> [Assignment]
Would you return, word for word, the lines of the data below from the line with "Check that every instance of the fern receives" through the line with "column 842, row 574", and no others?

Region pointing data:
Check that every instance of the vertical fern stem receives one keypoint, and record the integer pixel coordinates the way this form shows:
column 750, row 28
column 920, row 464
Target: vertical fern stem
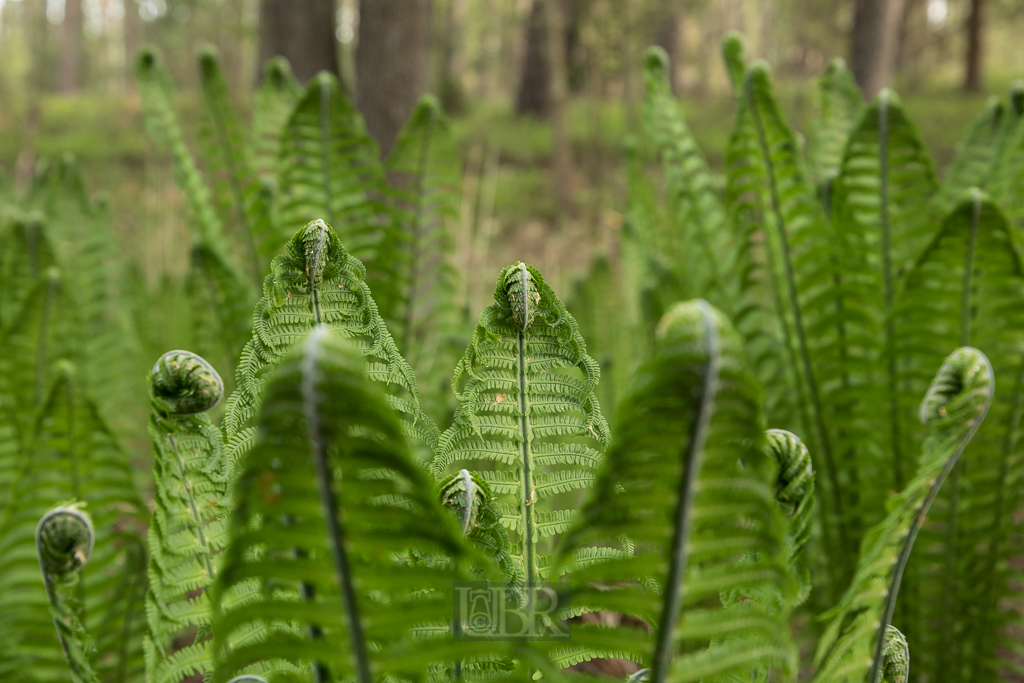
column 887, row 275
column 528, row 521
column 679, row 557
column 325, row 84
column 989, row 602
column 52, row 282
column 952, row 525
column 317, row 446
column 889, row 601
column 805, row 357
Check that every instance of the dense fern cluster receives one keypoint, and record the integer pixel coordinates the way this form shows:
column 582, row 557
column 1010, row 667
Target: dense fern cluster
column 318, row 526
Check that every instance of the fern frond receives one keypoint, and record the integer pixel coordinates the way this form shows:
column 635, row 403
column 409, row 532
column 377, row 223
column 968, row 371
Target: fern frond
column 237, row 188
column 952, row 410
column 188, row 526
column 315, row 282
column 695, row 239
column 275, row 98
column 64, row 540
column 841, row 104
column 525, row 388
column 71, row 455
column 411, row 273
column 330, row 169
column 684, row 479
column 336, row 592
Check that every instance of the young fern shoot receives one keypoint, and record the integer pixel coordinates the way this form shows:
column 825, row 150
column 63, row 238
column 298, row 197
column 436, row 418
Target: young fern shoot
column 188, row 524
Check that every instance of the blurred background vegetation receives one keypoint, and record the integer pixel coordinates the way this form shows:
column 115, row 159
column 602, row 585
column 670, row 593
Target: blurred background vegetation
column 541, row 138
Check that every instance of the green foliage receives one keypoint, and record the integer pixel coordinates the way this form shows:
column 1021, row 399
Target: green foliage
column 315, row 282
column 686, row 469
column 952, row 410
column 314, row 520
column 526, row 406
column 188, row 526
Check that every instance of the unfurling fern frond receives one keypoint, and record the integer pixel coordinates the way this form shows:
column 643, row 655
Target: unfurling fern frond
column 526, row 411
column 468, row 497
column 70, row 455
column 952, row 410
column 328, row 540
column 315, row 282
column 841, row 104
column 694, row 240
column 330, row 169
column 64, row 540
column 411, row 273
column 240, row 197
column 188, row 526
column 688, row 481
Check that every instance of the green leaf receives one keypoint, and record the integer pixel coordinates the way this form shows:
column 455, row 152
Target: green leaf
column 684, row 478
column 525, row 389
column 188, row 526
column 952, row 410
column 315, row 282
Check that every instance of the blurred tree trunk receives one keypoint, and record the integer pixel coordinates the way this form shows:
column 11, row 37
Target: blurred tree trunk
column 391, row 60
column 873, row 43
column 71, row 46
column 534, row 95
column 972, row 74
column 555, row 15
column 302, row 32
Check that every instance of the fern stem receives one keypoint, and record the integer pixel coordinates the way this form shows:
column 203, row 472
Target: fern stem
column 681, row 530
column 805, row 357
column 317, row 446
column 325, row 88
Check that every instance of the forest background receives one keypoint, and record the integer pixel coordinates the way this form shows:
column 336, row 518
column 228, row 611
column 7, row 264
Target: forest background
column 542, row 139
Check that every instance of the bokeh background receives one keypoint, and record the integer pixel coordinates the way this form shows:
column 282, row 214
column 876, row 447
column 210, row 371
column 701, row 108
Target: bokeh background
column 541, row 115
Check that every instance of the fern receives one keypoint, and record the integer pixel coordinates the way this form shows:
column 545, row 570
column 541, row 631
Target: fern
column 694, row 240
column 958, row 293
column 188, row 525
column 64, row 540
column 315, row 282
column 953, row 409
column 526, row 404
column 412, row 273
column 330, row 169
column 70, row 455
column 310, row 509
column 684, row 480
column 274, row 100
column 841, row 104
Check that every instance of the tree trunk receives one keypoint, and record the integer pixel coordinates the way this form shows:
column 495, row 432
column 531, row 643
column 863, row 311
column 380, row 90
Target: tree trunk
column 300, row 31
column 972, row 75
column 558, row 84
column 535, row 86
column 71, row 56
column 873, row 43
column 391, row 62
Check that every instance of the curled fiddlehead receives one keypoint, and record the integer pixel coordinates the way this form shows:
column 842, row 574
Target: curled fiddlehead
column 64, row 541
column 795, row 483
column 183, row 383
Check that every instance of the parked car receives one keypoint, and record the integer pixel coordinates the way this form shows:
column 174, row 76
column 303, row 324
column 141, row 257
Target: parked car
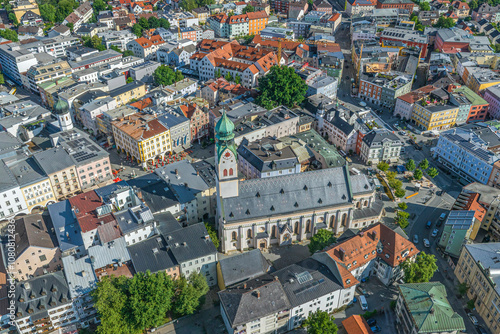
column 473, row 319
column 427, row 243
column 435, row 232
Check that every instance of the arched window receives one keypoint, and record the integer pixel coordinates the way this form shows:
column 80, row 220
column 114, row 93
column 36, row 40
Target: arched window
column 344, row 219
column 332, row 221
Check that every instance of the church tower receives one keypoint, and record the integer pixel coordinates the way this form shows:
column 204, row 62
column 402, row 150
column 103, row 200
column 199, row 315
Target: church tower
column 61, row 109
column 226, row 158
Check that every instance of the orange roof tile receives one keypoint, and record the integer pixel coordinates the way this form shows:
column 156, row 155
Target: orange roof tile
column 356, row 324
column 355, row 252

> [Exercise answer]
Check that every instance of the fern receives one keypoint, and record the integer pixel coordinates the way this form shows:
column 545, row 570
column 541, row 631
Target: fern
column 694, row 240
column 958, row 293
column 188, row 525
column 64, row 540
column 315, row 282
column 953, row 409
column 526, row 404
column 412, row 273
column 330, row 169
column 70, row 455
column 310, row 509
column 684, row 480
column 274, row 100
column 841, row 104
Check that every instance of the tree trunk receives one keypoint, and record the integer pixel coordinates the way this form shows:
column 495, row 432
column 531, row 643
column 863, row 311
column 380, row 90
Target: tree trunk
column 300, row 31
column 972, row 75
column 558, row 84
column 535, row 86
column 71, row 56
column 873, row 43
column 391, row 62
Check that every instance of the curled fiddlehead receives one keypoint, and record the integer pixel coordinates the way this form shows:
column 842, row 574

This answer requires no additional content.